* Data supplied:
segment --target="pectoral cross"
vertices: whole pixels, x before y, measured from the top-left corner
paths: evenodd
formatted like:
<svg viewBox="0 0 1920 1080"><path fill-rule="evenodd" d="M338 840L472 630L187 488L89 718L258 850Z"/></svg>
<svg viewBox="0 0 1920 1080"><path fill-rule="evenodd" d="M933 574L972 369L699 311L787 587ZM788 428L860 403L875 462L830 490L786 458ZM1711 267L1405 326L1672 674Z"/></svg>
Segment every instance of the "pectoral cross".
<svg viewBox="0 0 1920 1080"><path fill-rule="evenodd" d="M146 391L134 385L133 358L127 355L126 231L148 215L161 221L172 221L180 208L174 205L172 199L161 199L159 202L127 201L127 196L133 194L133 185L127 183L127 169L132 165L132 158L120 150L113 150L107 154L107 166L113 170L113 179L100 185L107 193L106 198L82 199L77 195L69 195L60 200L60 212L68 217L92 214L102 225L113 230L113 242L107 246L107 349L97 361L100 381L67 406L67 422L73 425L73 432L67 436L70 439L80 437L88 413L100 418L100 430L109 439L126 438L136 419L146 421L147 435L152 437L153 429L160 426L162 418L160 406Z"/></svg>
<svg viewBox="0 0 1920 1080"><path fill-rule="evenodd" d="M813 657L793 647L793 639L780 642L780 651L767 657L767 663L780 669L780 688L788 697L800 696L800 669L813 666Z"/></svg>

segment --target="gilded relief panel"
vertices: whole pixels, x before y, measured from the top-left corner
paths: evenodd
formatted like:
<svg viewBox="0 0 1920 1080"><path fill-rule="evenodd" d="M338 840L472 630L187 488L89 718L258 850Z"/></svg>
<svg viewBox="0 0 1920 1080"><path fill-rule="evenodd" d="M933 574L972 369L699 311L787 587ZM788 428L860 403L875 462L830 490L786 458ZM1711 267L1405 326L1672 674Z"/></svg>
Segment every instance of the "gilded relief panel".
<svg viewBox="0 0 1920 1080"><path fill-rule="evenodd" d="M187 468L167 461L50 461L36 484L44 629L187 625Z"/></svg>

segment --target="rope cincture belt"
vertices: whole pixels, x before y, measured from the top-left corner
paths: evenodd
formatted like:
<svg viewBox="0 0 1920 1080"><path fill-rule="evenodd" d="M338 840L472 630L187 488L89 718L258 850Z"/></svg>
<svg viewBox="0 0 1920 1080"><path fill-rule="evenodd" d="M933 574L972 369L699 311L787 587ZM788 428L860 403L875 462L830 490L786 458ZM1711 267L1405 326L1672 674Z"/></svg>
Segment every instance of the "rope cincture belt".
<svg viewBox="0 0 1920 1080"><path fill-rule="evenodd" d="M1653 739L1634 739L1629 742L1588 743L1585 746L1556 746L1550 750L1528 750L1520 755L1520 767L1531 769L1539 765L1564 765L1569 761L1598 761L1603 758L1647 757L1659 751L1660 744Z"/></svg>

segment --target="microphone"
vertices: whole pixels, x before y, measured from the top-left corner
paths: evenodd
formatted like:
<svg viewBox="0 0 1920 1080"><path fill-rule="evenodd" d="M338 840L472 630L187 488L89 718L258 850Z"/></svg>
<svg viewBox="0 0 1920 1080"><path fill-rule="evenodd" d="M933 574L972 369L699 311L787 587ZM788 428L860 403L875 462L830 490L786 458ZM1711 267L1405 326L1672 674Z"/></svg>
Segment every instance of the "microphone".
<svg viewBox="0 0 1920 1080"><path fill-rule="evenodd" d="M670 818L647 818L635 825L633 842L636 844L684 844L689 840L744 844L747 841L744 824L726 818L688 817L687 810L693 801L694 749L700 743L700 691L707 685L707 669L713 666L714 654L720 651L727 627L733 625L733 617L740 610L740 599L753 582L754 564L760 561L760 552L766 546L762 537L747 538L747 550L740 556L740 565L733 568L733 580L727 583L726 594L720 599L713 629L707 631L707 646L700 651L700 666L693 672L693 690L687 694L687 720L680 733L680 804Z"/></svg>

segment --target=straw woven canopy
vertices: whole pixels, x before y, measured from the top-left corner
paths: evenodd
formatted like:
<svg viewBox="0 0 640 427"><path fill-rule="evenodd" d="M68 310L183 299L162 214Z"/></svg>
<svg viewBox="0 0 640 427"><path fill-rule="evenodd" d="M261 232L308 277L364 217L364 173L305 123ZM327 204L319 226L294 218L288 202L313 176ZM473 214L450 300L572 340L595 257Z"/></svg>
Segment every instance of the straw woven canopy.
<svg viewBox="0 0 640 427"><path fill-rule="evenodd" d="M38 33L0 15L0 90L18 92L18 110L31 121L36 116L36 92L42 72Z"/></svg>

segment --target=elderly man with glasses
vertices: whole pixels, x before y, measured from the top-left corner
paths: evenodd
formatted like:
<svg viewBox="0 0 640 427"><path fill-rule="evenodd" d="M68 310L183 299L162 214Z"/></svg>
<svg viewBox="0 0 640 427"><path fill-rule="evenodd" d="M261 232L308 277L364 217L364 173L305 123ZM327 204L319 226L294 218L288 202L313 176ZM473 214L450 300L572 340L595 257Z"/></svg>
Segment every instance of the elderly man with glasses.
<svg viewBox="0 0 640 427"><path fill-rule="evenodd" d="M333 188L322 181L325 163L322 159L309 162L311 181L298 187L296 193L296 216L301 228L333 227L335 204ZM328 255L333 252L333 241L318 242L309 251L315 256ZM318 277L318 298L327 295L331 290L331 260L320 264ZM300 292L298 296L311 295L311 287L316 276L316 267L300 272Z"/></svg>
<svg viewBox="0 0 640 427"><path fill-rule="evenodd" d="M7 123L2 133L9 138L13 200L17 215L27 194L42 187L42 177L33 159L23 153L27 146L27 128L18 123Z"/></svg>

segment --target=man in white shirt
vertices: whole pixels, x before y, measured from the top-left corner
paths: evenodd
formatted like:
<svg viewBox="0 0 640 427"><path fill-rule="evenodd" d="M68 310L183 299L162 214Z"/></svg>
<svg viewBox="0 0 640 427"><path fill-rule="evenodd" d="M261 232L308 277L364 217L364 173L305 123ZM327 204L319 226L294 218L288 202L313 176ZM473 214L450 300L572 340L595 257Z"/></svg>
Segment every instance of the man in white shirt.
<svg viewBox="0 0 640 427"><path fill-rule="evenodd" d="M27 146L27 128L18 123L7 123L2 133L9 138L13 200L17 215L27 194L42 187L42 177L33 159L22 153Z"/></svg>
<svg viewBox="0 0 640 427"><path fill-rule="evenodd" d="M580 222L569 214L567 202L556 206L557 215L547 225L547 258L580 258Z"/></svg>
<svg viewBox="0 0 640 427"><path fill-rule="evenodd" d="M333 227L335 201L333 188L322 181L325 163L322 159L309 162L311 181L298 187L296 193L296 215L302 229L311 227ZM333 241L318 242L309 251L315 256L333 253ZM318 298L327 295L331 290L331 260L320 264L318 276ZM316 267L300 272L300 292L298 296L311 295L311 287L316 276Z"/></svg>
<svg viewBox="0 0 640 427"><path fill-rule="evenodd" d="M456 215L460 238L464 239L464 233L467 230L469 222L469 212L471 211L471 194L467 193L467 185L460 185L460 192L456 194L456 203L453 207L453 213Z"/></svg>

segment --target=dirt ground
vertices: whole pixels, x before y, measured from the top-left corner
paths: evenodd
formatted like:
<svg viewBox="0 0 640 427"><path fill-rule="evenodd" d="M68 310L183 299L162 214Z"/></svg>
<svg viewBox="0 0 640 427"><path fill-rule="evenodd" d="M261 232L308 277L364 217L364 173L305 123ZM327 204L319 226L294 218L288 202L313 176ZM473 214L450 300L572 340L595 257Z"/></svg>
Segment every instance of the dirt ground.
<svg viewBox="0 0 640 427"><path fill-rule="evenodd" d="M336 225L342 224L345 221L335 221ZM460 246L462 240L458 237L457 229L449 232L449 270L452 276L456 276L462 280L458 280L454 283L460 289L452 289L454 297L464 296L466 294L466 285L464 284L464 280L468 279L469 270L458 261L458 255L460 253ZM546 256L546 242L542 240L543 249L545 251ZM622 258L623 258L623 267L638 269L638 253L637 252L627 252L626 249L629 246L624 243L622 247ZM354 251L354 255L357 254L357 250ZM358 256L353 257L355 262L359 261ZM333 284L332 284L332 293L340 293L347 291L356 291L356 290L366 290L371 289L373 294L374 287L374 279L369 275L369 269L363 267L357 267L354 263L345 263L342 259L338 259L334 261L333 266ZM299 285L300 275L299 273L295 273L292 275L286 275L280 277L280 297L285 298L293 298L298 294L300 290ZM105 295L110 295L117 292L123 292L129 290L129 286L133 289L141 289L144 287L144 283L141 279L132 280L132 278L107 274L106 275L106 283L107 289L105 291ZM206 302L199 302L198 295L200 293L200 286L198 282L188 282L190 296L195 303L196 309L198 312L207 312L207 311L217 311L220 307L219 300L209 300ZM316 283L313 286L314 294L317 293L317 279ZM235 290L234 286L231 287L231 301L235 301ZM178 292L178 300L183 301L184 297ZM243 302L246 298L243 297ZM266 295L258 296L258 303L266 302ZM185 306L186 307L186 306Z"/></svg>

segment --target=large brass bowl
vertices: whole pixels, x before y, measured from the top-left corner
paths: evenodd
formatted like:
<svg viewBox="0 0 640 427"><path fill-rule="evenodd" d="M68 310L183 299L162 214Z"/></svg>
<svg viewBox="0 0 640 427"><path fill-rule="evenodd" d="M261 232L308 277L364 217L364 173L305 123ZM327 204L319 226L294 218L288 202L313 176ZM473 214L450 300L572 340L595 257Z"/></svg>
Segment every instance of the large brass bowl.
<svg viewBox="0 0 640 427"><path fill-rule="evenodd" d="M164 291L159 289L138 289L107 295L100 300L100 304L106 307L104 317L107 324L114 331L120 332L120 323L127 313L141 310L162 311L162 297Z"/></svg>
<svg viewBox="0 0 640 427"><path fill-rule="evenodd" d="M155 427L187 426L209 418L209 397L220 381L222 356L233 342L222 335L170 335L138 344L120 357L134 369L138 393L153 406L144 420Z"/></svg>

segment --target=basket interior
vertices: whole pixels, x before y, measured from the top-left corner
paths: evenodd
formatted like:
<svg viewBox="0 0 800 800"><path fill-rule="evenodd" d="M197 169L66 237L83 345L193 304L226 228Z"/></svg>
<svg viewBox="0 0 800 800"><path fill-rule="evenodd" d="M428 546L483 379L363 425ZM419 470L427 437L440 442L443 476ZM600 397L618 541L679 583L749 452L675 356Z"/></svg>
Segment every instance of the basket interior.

* Task instructions: Look for the string "target" in the entries above. Copy every line that has it.

* Answer:
segment --target="pectoral cross"
segment --target="gilded relief panel"
segment --target="rope cincture belt"
segment --target="microphone"
segment --target=straw woven canopy
segment --target=elderly man with glasses
segment --target=man in white shirt
segment --target=dirt ground
segment --target=large brass bowl
segment --target=basket interior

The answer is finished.